Tarefas a realizar |
**A)** No texto sobre o cinema como pedagogia cultural, em que campo de estudos está ancorado o termo "pedagogia cultural"?
**B)** Escreva a continuação do texto sobre o cinema como pedagogia cultural, começando logo após a última frase apresentada.

Trecho da página |
┄┄┄┄┄┄
O cinema transformou-se numa instância educativa de muito poder, onde algumas representações são legitimadas ou marginalizadas. Guacira Lopes Louro (2000) refere-se ao cinema como "um movimento permanente de representações", tornando-se assim, uma nova pedagogia cultural.
O termo pedagogia cultural está ancorado nos Estudos Culturais, e nos autoriza a estender nosso olhar para além da escola e entrever que não é somente nesse espaço pedagógico que os corpos são educados, moldados, governados. Tomaz Tadeu da Silva assim se refere a estas novas formas de cultura:
Pelos imensos recursos econômicos e tecnológicos que mobilizam, por seus objetivos - em geral - comerciais, elas [essas novas formas culturais] se apresentam ao contrário do currículo acadêmico e escolar, de uma forma sedutora e irresistível. Elas apelam para a emoção e para a fantasia, para o sonho e a imaginação: elas mobilizam uma economia afetiva que é tanto mais eficaz quanto mais é inconsciente. É precisamente a força desse investimento das pedagogias culturais no afeto e na emoção que tornam seu "currículo" um objeto tão fascinante de análise... (Silva, 1999).
Nesse sentido, há pedagogia em qualquer espaço em que se efetua educação, em que se ensina aos indivíduos modo de proceder, de fazer, de viver, de comprar, de comer, de falar, de vestir; "existe pedagogia em qualquer lugar em que o conhecimento é produzido, em qualquer lugar em que exista a possibilidade de traduzir experiências e construir verdades" (Giroux e MacLaren, 1995:144). Somos constantemente expostos á com informações que nos chegam principalmente através da mídia e nos ensinam como devemos nos relacionar com o mundo; informações estas que pretendem ser únicas e universais.
Desse modo, muitos espaços e processos sociais, além da escola, constituem-se em instâncias educativas. As formas através das quais essas instâncias interpelam os sujeitos diferem e, também, seus efeitos podem ser distintos. Os espaços pedagógicos são vistos assim, como aqueles lugares onde o poder é organizado e difundido. Guacira Lopes Louro lembra:
Em várias sociedades, incluindo a brasileira, o cinema passou a ser, desde as primeiras décadas do século XX, uma das formas culturais mais significativas. Surgindo como uma modalidade moderna de prazer, rapidamente conquistou adeptos, provocando novas práticas e novos ritos urbanos. Em pouco tempo, o cinema transformou-se em uma instância educativa poderosa, na qual representações de gênero, sexuais, étnicas e de classe eram (e são) reiteradas, legitimadas ou marginalizadas (Louro, 2000).
┄┄┄┄┄┄
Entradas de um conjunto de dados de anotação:
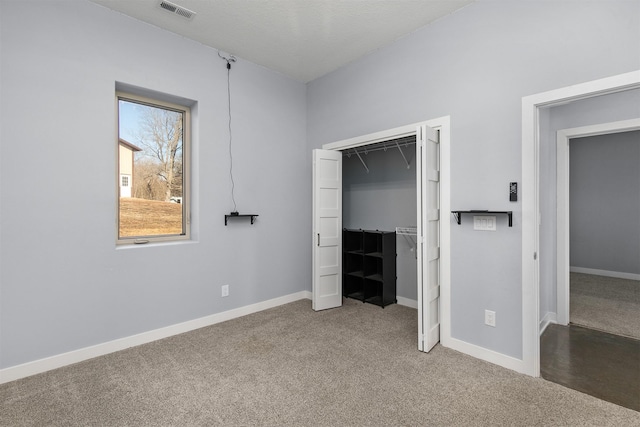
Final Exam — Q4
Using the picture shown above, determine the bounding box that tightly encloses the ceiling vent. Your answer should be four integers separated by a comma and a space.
158, 0, 196, 20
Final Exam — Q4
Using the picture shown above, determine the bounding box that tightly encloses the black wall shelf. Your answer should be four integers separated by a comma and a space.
342, 229, 397, 308
224, 214, 258, 226
451, 210, 513, 227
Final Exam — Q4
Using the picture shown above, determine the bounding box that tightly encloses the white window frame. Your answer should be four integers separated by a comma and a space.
114, 91, 192, 245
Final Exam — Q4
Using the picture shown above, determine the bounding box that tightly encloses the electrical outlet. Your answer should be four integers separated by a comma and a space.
484, 310, 496, 327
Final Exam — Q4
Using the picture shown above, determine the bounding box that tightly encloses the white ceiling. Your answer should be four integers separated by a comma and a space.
90, 0, 474, 82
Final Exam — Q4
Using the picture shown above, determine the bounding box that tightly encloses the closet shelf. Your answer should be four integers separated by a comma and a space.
224, 214, 258, 226
451, 210, 513, 227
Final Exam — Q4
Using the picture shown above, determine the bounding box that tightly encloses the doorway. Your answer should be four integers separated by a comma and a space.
517, 70, 640, 377
312, 117, 450, 351
556, 119, 640, 325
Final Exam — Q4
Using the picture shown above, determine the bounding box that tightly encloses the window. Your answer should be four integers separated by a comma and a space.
117, 93, 190, 244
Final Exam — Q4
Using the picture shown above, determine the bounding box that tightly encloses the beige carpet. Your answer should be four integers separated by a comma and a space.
569, 273, 640, 339
0, 300, 640, 426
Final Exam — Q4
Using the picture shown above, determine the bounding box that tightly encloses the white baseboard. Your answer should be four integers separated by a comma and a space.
440, 336, 533, 376
0, 291, 311, 384
569, 267, 640, 280
540, 312, 558, 335
396, 296, 418, 310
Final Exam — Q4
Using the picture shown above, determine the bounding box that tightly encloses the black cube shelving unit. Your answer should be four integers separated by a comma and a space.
342, 229, 397, 308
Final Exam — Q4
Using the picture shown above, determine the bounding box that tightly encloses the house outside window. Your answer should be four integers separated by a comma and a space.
116, 92, 190, 244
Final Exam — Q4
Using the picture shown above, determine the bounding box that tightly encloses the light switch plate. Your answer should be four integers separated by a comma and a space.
473, 215, 496, 231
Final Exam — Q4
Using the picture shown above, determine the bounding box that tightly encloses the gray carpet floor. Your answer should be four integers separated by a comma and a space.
569, 273, 640, 340
0, 300, 640, 426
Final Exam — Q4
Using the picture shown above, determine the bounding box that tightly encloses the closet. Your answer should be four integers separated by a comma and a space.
342, 135, 417, 307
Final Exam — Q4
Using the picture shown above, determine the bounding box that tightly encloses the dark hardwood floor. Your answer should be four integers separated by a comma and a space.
540, 324, 640, 412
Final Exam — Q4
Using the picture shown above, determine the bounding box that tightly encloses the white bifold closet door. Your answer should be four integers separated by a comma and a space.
416, 125, 440, 351
312, 124, 441, 352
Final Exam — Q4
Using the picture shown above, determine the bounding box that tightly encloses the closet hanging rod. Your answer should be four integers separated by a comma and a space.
342, 141, 416, 156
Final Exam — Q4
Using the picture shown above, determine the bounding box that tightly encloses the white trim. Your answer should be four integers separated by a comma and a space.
569, 266, 640, 280
322, 116, 451, 354
0, 291, 311, 384
440, 338, 527, 374
521, 70, 640, 377
556, 118, 640, 325
540, 312, 558, 336
396, 296, 418, 310
322, 119, 420, 151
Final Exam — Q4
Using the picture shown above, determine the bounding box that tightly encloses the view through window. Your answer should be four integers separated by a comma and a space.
118, 94, 189, 243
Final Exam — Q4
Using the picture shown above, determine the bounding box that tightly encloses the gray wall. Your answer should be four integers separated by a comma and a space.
540, 89, 640, 318
569, 131, 640, 274
342, 145, 418, 300
0, 1, 311, 368
307, 0, 640, 358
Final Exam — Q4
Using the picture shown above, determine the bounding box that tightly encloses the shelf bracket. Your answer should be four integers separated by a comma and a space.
224, 214, 258, 226
451, 210, 513, 227
353, 148, 369, 173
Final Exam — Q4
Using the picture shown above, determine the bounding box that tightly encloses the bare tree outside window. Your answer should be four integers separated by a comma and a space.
118, 95, 188, 241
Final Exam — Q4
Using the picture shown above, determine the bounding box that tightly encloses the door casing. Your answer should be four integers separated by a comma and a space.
524, 70, 640, 377
556, 118, 640, 325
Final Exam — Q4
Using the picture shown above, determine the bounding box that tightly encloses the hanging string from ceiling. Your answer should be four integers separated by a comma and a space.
218, 51, 238, 214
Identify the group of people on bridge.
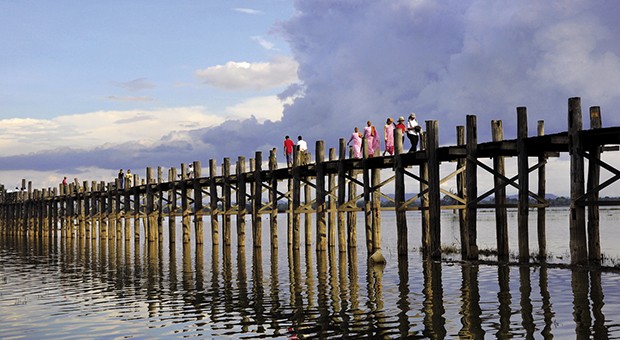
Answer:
[347,113,422,158]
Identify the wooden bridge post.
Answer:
[336,138,347,252]
[301,169,312,248]
[146,167,157,242]
[269,148,278,250]
[362,137,373,252]
[131,174,141,242]
[236,156,248,248]
[347,143,358,249]
[587,106,603,264]
[327,148,338,247]
[168,167,178,244]
[418,133,431,258]
[192,161,203,247]
[156,166,164,242]
[114,178,123,241]
[536,120,547,259]
[315,140,327,251]
[394,129,408,256]
[491,120,510,260]
[222,157,232,247]
[291,146,301,250]
[568,97,588,264]
[517,107,530,263]
[252,151,263,248]
[464,115,478,260]
[180,160,191,244]
[122,178,131,243]
[209,159,220,249]
[426,120,441,258]
[456,125,469,259]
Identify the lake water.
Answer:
[0,208,620,339]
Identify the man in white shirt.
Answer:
[297,136,308,165]
[407,112,422,152]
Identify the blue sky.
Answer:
[0,0,620,194]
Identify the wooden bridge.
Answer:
[0,98,620,264]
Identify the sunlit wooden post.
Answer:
[222,157,232,247]
[336,138,347,252]
[237,156,248,248]
[315,141,327,251]
[517,107,530,262]
[252,151,263,248]
[192,161,204,246]
[327,148,338,247]
[587,106,603,263]
[462,115,478,260]
[536,120,547,258]
[269,148,278,253]
[425,120,441,259]
[209,159,220,248]
[491,120,509,260]
[568,97,588,264]
[168,167,178,245]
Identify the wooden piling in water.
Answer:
[568,97,588,264]
[517,107,530,263]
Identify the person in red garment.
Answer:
[284,136,295,168]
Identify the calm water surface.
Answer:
[0,209,620,339]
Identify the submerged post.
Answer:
[568,97,588,264]
[517,107,530,263]
[588,106,603,263]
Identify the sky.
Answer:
[0,0,620,195]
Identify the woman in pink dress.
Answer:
[364,121,377,157]
[383,118,394,156]
[347,126,362,158]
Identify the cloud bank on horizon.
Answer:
[0,0,620,194]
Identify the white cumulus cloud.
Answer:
[195,56,298,91]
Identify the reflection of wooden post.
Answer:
[327,148,337,247]
[394,129,408,256]
[347,146,364,248]
[536,120,547,258]
[222,157,232,247]
[336,138,347,252]
[146,167,157,242]
[168,168,177,244]
[456,125,469,258]
[192,161,204,246]
[463,115,478,260]
[315,141,327,251]
[180,163,191,244]
[568,97,588,264]
[588,106,603,263]
[237,156,248,248]
[517,107,530,262]
[291,146,301,249]
[491,120,509,260]
[362,137,372,252]
[426,120,441,258]
[209,159,220,249]
[252,151,263,248]
[269,148,278,249]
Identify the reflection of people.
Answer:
[383,118,394,156]
[284,136,295,167]
[297,136,308,165]
[118,169,125,189]
[125,169,133,188]
[347,126,362,158]
[407,112,422,152]
[395,116,407,144]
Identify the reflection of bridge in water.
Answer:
[0,98,620,264]
[0,235,617,339]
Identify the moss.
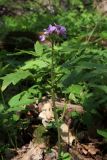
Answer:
[33,125,47,143]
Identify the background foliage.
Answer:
[0,0,107,158]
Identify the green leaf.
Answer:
[9,91,35,107]
[100,31,107,39]
[67,84,83,95]
[34,41,43,55]
[1,70,32,91]
[97,129,107,139]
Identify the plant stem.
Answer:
[51,42,61,158]
[0,89,6,107]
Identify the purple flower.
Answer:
[45,24,57,34]
[39,35,46,42]
[39,24,66,42]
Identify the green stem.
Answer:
[0,89,6,107]
[51,42,61,157]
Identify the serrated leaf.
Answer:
[8,91,35,107]
[97,129,107,139]
[100,31,107,39]
[34,41,43,55]
[1,70,32,91]
[67,84,83,94]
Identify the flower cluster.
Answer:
[39,24,66,42]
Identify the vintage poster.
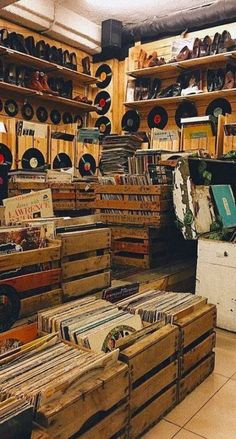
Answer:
[3,189,53,225]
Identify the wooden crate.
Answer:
[37,362,129,439]
[179,331,216,377]
[118,323,179,438]
[174,304,216,352]
[94,185,172,227]
[75,183,96,213]
[178,352,215,402]
[49,183,76,211]
[111,226,168,268]
[0,240,62,328]
[0,319,38,355]
[58,228,111,299]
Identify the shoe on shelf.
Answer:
[209,32,221,55]
[82,56,91,75]
[29,70,44,93]
[199,35,212,57]
[39,72,59,96]
[223,66,235,90]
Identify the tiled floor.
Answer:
[143,330,236,439]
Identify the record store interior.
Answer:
[0,0,236,439]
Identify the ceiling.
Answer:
[64,0,216,25]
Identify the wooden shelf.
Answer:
[124,88,236,109]
[126,51,236,78]
[0,46,98,85]
[0,82,97,112]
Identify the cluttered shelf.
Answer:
[0,46,98,85]
[124,88,236,108]
[0,82,97,112]
[126,51,236,78]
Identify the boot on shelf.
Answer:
[82,56,91,76]
[39,72,59,96]
[29,70,44,93]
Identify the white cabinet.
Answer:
[196,238,236,332]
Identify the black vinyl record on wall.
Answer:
[95,64,112,88]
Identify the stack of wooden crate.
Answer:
[75,182,96,214]
[0,240,62,327]
[118,323,179,439]
[92,184,173,268]
[58,227,111,300]
[174,299,216,402]
[94,184,173,227]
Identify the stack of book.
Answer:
[38,296,142,352]
[117,290,205,323]
[100,134,142,175]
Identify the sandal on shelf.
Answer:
[199,35,212,57]
[223,66,235,90]
[209,32,221,55]
[176,46,191,61]
[191,38,201,59]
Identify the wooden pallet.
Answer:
[58,228,111,299]
[37,362,129,439]
[0,240,62,326]
[178,352,215,402]
[111,226,168,268]
[118,323,179,438]
[179,331,216,377]
[94,185,173,227]
[174,299,216,352]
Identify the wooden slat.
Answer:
[38,363,129,439]
[130,361,178,415]
[91,200,172,212]
[62,254,111,280]
[20,288,62,317]
[112,254,150,268]
[0,268,61,293]
[175,304,216,348]
[120,325,179,383]
[59,228,111,257]
[62,271,111,298]
[81,404,129,439]
[95,184,171,196]
[130,385,177,439]
[0,241,61,271]
[179,353,215,401]
[0,322,38,345]
[179,332,216,376]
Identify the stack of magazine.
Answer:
[38,296,142,352]
[117,290,205,323]
[0,334,118,414]
[100,134,142,175]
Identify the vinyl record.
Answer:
[0,143,13,170]
[50,110,61,125]
[147,107,168,130]
[94,91,111,115]
[62,111,73,124]
[121,110,140,133]
[4,99,18,117]
[95,64,112,88]
[21,148,45,170]
[206,98,232,118]
[52,152,72,169]
[175,101,198,128]
[36,107,48,122]
[79,154,96,177]
[21,103,34,120]
[74,114,84,129]
[95,116,111,136]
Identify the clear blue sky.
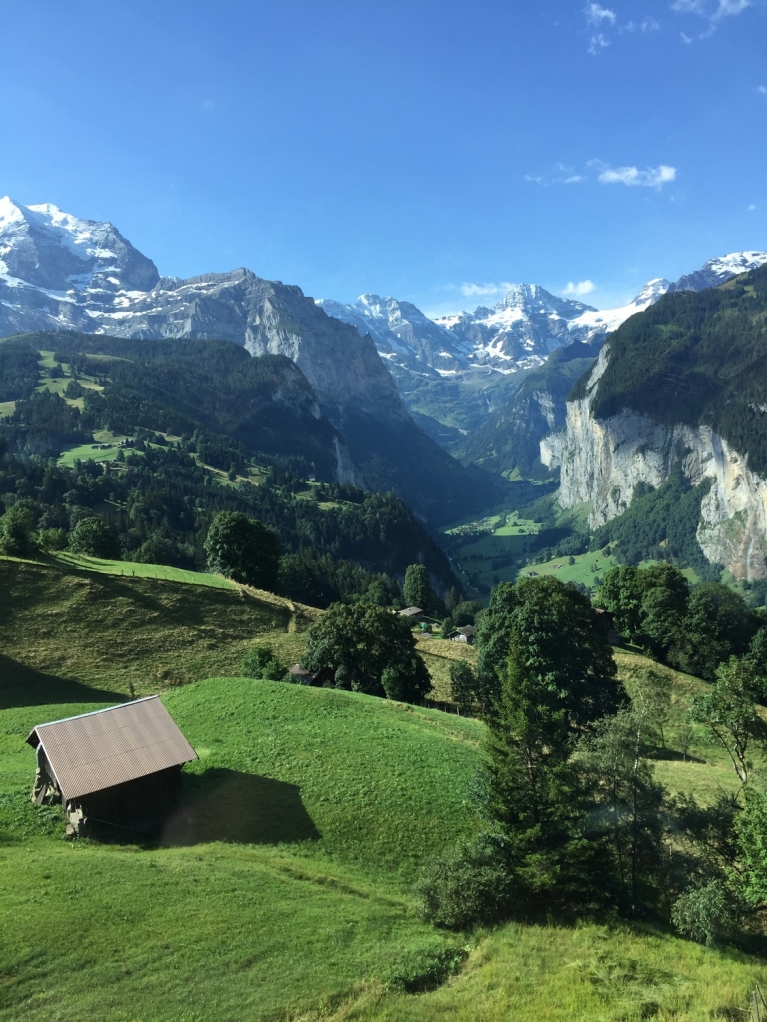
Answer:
┄┄┄┄┄┄
Respostas esperadas |
**A)** Nos Estudos Culturais.

**B)**
Deste modo, é possível pensar os filmes infantis, assistido por crianças e adultos, como um artefato pedagógico que exerce poder sobre o público que os assiste, ensinando verdades sobre assuntos diversos através de suas representações - imagens e das falas dos personagens - construindo posições de sujeito, diferenças e identidades.
Representação é um conceito-chave para articular a análise do filme, pois é entendido, na perspectiva dos Estudos Culturais, como um modo de produzir significados na cultura; estes significados são produzidos através da linguagem (aqui através da linguagem utilizada no filme) e implicam relações de poder.
Conforme Dagmar Meyer:
Representação envolve as práticas de significação e os sistemas simbólicos através dos quais estes significados - que nos permitem entender nossas experiências e aquilo que somos - são construídos. As representações envolvem, pois, as práticas de construção e partilhamento de sentidos na cultura, pela operação de diferentes e variados signos e sistemas de classificação (2000, p.58).
Cabe ressaltar ainda que, conforme Guacira Louro escreve, mulheres, homens e crianças não são, diante dessa [filmes infantis] e de outras instâncias formativas, passivos receptores de mensagens, normas ou códigos. Eles e elas participam, ativamente, dos processos pedagógicos em ação. Distintas relações do sujeito com a imagem fílmica podem ocorrer: acolhida, ruptura, conformidade, resistência, crítica ou imprevisíveis combinações dessas e de outras respostas.
E, é baseada no aporte teórico acima, que proponho pensar as representações corporais contidas no filme infantil Robôs. Importante salientar que, além das perspectivas de corpo que o filme apresenta, também é relevante analisar as que estão ausentes e o porquê dessa ausência e dessa presença.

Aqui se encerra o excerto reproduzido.